• Exercise details
From the data below, set down exactly the lines between the one holding "Target: light bulb" and the one holding "[pin] beige wall", inclusive, and no others.

• Data to examine
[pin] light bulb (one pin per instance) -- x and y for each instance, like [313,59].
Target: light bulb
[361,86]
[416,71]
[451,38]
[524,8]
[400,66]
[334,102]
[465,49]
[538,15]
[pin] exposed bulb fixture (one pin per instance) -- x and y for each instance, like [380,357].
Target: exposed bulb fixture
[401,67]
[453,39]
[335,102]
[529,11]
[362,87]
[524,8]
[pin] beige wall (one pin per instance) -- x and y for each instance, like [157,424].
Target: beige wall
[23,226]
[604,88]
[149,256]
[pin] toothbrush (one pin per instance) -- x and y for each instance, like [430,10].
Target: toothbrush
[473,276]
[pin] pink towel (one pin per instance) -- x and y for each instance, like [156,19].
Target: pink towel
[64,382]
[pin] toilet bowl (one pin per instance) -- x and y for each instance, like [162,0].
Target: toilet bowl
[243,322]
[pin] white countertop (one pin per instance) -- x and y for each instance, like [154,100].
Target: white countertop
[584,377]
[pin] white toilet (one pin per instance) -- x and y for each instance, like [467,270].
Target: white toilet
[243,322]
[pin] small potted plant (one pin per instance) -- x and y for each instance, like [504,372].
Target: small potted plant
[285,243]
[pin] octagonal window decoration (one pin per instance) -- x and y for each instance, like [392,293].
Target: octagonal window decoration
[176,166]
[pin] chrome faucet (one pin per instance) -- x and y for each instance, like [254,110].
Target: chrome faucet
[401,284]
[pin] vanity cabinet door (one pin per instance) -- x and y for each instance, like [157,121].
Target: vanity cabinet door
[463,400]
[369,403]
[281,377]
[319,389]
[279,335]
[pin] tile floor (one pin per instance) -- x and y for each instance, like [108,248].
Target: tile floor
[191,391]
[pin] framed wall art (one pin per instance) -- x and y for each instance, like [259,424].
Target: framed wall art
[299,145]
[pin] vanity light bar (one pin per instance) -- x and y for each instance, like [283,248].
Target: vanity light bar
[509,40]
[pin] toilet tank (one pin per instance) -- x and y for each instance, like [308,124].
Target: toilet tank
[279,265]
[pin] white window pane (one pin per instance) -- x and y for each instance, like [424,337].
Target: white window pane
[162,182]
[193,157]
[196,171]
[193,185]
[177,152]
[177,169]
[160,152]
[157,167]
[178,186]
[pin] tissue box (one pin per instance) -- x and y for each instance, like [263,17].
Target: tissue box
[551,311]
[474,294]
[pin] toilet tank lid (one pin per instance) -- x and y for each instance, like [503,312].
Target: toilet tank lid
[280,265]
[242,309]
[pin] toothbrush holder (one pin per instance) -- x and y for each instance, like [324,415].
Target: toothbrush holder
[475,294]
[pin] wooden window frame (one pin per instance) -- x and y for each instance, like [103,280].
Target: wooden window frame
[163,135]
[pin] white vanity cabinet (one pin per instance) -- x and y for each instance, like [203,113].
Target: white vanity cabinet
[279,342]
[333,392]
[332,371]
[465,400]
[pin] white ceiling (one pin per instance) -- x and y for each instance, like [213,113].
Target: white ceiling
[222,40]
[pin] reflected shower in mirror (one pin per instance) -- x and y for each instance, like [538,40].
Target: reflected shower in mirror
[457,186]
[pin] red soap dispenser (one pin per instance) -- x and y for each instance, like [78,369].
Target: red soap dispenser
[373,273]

• Answer below
Target: light bulb
[361,86]
[416,71]
[451,38]
[524,8]
[400,66]
[334,102]
[465,49]
[538,15]
[pin] exposed bulb fixture (one pin per instance) -- x and y for each instance, like [380,357].
Target: exposed bulb fixture
[401,67]
[453,39]
[335,102]
[529,11]
[362,87]
[524,8]
[pin] beige wall (one pin per instance) -- x and y for each instance, like [157,424].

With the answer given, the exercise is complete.